→ MATERIAL PROVIDED:
****************
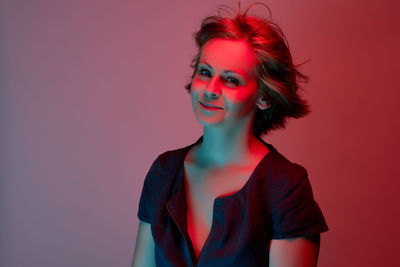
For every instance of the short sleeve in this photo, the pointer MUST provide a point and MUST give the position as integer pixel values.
(150, 193)
(294, 212)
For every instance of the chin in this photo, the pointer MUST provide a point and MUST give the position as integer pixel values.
(212, 118)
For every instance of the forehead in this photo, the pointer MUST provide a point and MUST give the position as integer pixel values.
(229, 55)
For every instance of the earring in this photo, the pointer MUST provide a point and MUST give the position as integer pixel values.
(262, 104)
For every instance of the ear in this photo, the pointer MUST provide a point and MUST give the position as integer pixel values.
(262, 103)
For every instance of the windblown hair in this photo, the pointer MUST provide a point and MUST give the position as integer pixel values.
(278, 78)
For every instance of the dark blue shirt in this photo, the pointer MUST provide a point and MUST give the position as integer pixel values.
(275, 203)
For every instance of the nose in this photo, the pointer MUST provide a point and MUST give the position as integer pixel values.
(212, 89)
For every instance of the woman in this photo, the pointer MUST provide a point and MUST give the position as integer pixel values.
(230, 199)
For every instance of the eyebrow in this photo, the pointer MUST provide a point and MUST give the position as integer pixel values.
(240, 72)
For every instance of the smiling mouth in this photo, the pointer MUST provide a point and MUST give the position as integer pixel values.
(209, 106)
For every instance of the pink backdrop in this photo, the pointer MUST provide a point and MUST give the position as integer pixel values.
(92, 91)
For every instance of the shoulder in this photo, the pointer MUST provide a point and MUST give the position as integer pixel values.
(171, 159)
(281, 169)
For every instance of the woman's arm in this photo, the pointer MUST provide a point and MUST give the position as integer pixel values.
(294, 252)
(144, 248)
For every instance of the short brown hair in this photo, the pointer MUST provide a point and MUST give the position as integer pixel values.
(277, 76)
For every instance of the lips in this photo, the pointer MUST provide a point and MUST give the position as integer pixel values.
(209, 106)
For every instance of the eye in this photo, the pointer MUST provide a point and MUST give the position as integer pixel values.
(204, 72)
(232, 80)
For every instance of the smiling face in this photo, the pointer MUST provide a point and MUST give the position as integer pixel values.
(224, 89)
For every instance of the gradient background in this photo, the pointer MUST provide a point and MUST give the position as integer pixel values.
(92, 91)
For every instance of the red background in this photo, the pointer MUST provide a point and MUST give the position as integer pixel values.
(92, 91)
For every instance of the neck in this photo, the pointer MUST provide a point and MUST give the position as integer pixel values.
(222, 146)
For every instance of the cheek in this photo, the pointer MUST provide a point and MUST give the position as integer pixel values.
(197, 84)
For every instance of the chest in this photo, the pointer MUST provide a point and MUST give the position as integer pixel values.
(202, 187)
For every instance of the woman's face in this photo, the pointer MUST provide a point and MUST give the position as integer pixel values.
(225, 88)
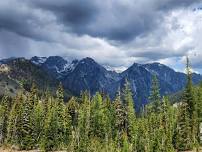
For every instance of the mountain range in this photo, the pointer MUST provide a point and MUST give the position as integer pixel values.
(87, 74)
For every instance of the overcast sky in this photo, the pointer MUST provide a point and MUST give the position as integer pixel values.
(113, 32)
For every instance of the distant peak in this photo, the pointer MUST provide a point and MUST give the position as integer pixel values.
(88, 60)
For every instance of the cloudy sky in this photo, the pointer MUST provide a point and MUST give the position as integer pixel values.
(113, 32)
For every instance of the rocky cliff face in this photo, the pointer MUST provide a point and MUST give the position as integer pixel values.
(87, 74)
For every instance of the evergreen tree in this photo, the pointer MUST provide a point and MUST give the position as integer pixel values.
(14, 136)
(60, 108)
(84, 122)
(190, 100)
(38, 118)
(183, 141)
(130, 114)
(4, 114)
(155, 98)
(97, 117)
(67, 126)
(50, 140)
(120, 119)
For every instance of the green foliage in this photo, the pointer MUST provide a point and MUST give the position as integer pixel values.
(4, 113)
(155, 97)
(98, 124)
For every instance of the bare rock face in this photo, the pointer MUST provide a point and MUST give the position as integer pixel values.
(87, 74)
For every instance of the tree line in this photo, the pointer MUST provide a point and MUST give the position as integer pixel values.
(97, 123)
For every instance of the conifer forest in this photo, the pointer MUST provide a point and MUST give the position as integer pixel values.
(33, 121)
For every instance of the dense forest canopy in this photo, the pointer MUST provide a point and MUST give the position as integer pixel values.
(95, 123)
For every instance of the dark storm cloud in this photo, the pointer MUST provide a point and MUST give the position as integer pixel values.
(114, 20)
(116, 29)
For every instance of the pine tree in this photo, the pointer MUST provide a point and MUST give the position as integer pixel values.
(67, 126)
(120, 119)
(84, 122)
(26, 127)
(97, 116)
(4, 114)
(130, 114)
(190, 99)
(15, 121)
(183, 141)
(49, 141)
(155, 97)
(38, 118)
(60, 108)
(167, 125)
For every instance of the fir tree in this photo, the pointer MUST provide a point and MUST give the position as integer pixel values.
(38, 118)
(155, 97)
(4, 114)
(50, 140)
(84, 122)
(15, 121)
(130, 114)
(183, 141)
****************
→ EXERCISE: Retype the data above exactly; pictures are not part of the copy.

→ RESULT OF THE EXERCISE:
For every instance of the short sleeve in this photo, the pointer MUST provide a point and MUST give the position as integer pixel values.
(150, 193)
(294, 212)
For every instance of the chin in this photo, the pointer MUST provide a point and MUST give the position as integer pixel values.
(212, 118)
For every instance of the forehead in this photo, the pointer MUST provide a point and MUST give the position as integer pixel values.
(229, 55)
For every instance of the earring in this photo, the pointer MUST provide a point and MUST give the position as integer pixel values.
(262, 104)
For every instance of the ear in this photo, the pointer MUST provide a point and MUST give the position as integer pixel values.
(262, 103)
For every instance of the windblown hair in this photo, the pointer MUST provide a point and MUST give the position as integer pixel values.
(278, 78)
For every instance of the dark blue shirt in this photo, the pointer MUST provide a point and MUST give the position as integer pixel values.
(275, 203)
For every instance of the nose in this photo, the pointer MUST provide a point and MUST give the position as integer pixel values.
(212, 89)
For every instance of the woman in this photo, the pointer MUST provide a point and MUST give the position as integer pixel values.
(230, 199)
For every instance of the eyebrow in this photo, the pointer MUST provide a point and MUST give the position as integer pixel values.
(240, 72)
For every instance of the smiling mouth in this photo, the pointer MUST provide a point and MUST give the position as integer pixel values.
(209, 106)
For every instance of the pink backdrop in this photo, the pointer MUST provide a point and MUST give the position as integer pixel values.
(92, 91)
For every instance of the shoulder in this photo, the pointer MUST provide a point and MUST give the position as integer pixel values.
(171, 159)
(281, 169)
For every instance of the woman's arm in this photo, the pointer MUST provide a point and MUST give the position as integer pixel values.
(294, 252)
(144, 248)
For every instance of the short brown hair in this photo, the pointer MUST provide a point and MUST give the position as integer pixel values.
(277, 76)
For every instance of the lips in this photo, the pointer MUST provide a point and MUST give the position as integer pixel values.
(209, 106)
For every instance of the eye in this photo, the pointer MUST provide a point and MUST give the position as integer pixel values.
(204, 72)
(232, 80)
For every instance of the smiling face in this photo, the pointer MUST provide a point and MUST give the position as integer pixel values.
(224, 89)
For every instance of the gradient background in this photo, the pointer MUST provide a point and MUST give the position as integer pixel values.
(92, 91)
For every instance of the red background in this photo, the pointer MUST provide a point and MUST give the position as integer pixel values.
(92, 91)
For every instance of the neck in this photo, the pointer MUST provide a point and MUST give the position as integer pixel values.
(222, 146)
For every instance of the cheek in this photo, the pointer MUST provide a point and MUST give the position as integer pixel values.
(197, 84)
For every instance of the chest in this photo, the pointer MUST provide a point and MUST give the position as integer pixel values.
(202, 187)
For every instance of the woman's face in this photo, the pointer MUST provide a point and MUST give the position as integer pixel values.
(225, 88)
For every instance of the mountain range in this photo, the pointer MUST provide a point and MUST give the position as integer pixel values.
(87, 74)
For every instance of the overcast sky in this photo, the pointer MUST provide a point and MUST give the position as integer pixel values.
(113, 32)
For every instance of the distant peak in this photo, the pointer MUST provide a point and MUST give the position as integer pixel values.
(88, 60)
For every instance of the cloudy sky in this photo, the pointer MUST provide a point and MUST give the position as integer pixel values.
(113, 32)
For every instance of the rocky cliff face in this photo, the pointer MUST provide a point and MUST give the position as integer pixel values.
(87, 74)
For every instance of the evergreen tree in this photo, the pointer MUST provide a point and MUST give the position as integer pixel values.
(14, 136)
(60, 108)
(84, 122)
(190, 100)
(38, 118)
(183, 141)
(130, 114)
(4, 114)
(155, 98)
(97, 117)
(67, 126)
(50, 140)
(120, 119)
For every instance of the green foliage in this photo, the pointer MUST provide a point and MUST give the position as integer pixel values.
(4, 113)
(155, 97)
(98, 124)
For every instance of the bare rock face in this photo, the pointer MUST provide a point and MUST give the position as integer pixel values.
(87, 74)
For every instance of the tree line in this photo, the pointer MUST provide a point and MUST give the position as integer pixel values.
(97, 123)
For every instance of the conifer forest in this photo, the pointer MUST provide a point and MUST give the position as integer pixel values.
(33, 121)
For every instance of the dense forest canopy in this photo, the pointer MUST provide a point and MUST give the position as integer pixel values.
(95, 123)
For every instance of the dark storm cloud in this photo, the pointer MUST provide a point and MUST give the position as integer pixel values.
(114, 20)
(116, 29)
For every instance of the pine tree in this photo, the pointer MUST provide a point and MUST give the position as integer pixel values.
(67, 126)
(120, 119)
(84, 122)
(26, 127)
(97, 116)
(4, 114)
(130, 114)
(190, 99)
(15, 121)
(183, 141)
(49, 141)
(155, 97)
(38, 118)
(60, 108)
(167, 125)
For every instance of the fir tree in this photo, the pointer MUST provide a point and MUST give the position as integer pixel values.
(38, 118)
(155, 97)
(4, 114)
(50, 140)
(84, 122)
(15, 121)
(130, 114)
(183, 141)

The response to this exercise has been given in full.